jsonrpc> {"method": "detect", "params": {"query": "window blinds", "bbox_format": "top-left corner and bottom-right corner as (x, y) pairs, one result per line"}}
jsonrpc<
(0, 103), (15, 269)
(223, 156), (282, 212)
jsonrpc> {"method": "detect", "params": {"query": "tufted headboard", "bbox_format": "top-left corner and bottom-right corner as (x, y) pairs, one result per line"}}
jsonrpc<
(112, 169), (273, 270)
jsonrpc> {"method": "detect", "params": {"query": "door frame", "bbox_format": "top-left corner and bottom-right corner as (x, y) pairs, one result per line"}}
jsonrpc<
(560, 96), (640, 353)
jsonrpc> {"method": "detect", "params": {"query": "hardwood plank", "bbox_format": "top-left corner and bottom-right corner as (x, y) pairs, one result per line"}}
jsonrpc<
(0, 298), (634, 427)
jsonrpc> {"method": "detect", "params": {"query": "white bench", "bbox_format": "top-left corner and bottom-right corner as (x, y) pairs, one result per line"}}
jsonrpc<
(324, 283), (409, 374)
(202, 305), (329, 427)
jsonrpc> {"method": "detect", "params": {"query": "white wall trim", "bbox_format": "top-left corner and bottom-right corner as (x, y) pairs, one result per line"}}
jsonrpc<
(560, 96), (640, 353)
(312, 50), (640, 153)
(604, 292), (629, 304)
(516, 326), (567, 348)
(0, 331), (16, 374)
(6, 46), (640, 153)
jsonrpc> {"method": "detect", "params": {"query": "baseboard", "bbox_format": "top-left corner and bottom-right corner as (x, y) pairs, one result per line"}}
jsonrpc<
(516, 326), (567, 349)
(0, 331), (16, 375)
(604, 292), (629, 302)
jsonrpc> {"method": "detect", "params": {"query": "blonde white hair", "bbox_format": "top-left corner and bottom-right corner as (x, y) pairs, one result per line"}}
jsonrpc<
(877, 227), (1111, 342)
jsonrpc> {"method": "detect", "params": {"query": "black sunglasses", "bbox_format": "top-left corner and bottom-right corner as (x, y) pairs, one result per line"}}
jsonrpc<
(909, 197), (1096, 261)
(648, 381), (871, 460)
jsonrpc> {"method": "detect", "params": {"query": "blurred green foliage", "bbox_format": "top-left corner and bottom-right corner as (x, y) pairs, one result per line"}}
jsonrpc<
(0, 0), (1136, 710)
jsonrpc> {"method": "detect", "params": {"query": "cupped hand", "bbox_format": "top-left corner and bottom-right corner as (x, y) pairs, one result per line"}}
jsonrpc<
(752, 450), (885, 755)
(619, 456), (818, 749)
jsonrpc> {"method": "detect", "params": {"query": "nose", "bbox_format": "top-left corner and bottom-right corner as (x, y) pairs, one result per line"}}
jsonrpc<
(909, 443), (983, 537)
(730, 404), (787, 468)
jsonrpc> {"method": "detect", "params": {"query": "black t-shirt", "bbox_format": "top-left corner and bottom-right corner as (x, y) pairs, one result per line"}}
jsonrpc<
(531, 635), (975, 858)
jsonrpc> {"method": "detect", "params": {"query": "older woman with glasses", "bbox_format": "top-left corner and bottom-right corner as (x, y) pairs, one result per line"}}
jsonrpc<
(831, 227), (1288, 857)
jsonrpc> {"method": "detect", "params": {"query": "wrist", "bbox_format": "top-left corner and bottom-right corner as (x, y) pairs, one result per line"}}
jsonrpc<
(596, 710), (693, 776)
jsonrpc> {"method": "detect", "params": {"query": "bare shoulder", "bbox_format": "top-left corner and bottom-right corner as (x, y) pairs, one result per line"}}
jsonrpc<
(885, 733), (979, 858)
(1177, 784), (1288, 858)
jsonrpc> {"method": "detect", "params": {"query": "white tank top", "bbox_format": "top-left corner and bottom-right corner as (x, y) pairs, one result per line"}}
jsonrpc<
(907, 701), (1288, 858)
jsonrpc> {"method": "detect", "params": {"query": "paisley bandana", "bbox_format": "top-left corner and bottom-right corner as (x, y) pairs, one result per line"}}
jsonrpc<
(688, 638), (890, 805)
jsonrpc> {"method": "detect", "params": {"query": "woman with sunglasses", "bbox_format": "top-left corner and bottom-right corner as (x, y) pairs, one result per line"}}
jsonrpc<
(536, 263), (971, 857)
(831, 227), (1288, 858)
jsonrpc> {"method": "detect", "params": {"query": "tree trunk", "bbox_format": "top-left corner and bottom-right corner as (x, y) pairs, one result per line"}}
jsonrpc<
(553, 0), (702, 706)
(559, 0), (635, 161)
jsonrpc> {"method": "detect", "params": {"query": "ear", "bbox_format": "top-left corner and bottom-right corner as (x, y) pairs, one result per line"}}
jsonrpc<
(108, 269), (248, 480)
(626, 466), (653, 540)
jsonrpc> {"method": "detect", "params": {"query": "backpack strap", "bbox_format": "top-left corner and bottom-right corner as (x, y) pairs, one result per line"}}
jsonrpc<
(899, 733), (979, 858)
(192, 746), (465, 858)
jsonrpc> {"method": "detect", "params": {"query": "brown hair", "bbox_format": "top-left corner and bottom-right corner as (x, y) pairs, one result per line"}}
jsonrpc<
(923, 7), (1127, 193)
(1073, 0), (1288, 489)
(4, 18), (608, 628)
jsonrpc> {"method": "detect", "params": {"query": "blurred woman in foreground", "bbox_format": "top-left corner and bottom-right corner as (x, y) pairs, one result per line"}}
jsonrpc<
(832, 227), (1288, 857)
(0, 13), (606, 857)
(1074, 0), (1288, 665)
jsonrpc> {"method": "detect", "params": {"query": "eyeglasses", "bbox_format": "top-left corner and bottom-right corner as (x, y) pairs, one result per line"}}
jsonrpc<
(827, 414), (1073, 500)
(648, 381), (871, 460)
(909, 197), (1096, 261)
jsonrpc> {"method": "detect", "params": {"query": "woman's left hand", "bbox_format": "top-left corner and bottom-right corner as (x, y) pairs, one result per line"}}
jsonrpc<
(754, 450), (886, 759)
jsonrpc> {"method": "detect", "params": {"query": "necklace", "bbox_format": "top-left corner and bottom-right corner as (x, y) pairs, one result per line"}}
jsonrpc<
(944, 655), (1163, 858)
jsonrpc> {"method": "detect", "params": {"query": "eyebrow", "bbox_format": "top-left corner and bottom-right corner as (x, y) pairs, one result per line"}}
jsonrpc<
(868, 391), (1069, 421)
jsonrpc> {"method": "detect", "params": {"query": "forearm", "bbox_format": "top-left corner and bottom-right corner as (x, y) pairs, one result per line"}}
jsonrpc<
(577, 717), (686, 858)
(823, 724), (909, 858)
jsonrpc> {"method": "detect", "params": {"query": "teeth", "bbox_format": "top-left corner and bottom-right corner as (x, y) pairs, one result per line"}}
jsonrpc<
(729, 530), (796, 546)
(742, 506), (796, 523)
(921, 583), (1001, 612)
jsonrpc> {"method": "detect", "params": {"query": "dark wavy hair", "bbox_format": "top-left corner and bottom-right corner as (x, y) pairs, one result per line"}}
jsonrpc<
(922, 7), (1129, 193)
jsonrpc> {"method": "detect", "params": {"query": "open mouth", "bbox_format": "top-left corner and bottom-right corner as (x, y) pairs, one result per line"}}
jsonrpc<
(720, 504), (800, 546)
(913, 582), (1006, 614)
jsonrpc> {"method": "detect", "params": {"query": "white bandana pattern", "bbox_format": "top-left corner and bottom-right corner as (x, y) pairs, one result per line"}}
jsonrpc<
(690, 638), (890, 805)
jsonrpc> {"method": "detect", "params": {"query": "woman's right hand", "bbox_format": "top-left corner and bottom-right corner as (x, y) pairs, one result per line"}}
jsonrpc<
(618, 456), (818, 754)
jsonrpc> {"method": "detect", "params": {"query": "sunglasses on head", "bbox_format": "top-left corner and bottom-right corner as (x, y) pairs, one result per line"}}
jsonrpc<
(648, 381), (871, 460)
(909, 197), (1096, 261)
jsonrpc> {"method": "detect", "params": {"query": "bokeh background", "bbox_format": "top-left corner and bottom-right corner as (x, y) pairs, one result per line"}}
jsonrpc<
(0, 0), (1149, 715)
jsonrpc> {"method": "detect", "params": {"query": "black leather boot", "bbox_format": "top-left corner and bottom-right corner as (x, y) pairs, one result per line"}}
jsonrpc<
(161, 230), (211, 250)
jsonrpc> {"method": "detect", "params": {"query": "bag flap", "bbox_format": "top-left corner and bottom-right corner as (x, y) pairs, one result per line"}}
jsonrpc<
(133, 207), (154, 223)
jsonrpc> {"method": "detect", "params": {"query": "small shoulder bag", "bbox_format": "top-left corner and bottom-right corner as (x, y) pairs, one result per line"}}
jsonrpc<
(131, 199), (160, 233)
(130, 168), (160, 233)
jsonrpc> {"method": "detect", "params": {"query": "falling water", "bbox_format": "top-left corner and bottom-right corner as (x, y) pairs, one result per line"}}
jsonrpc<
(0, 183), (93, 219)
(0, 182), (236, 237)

════════

:: Given task ::
Revise the material from its beginning down through the line containing "(112, 169), (273, 270)", putting "roller shades" in place of "window blinds" and changing nothing else. Reproduce only those lines.

:: Reply to the task ::
jsonrpc> {"method": "detect", "params": {"query": "roller shades", "bbox_format": "top-left corner and bottom-right corner as (x, y) pairs, one result per line"}}
jsonrpc<
(0, 103), (15, 269)
(223, 156), (282, 212)
jsonrpc> {"method": "detect", "params": {"query": "tufted headboard", "bbox_format": "top-left corner and bottom-right corner as (x, y) pairs, one result per line"}}
jsonrpc<
(112, 169), (273, 270)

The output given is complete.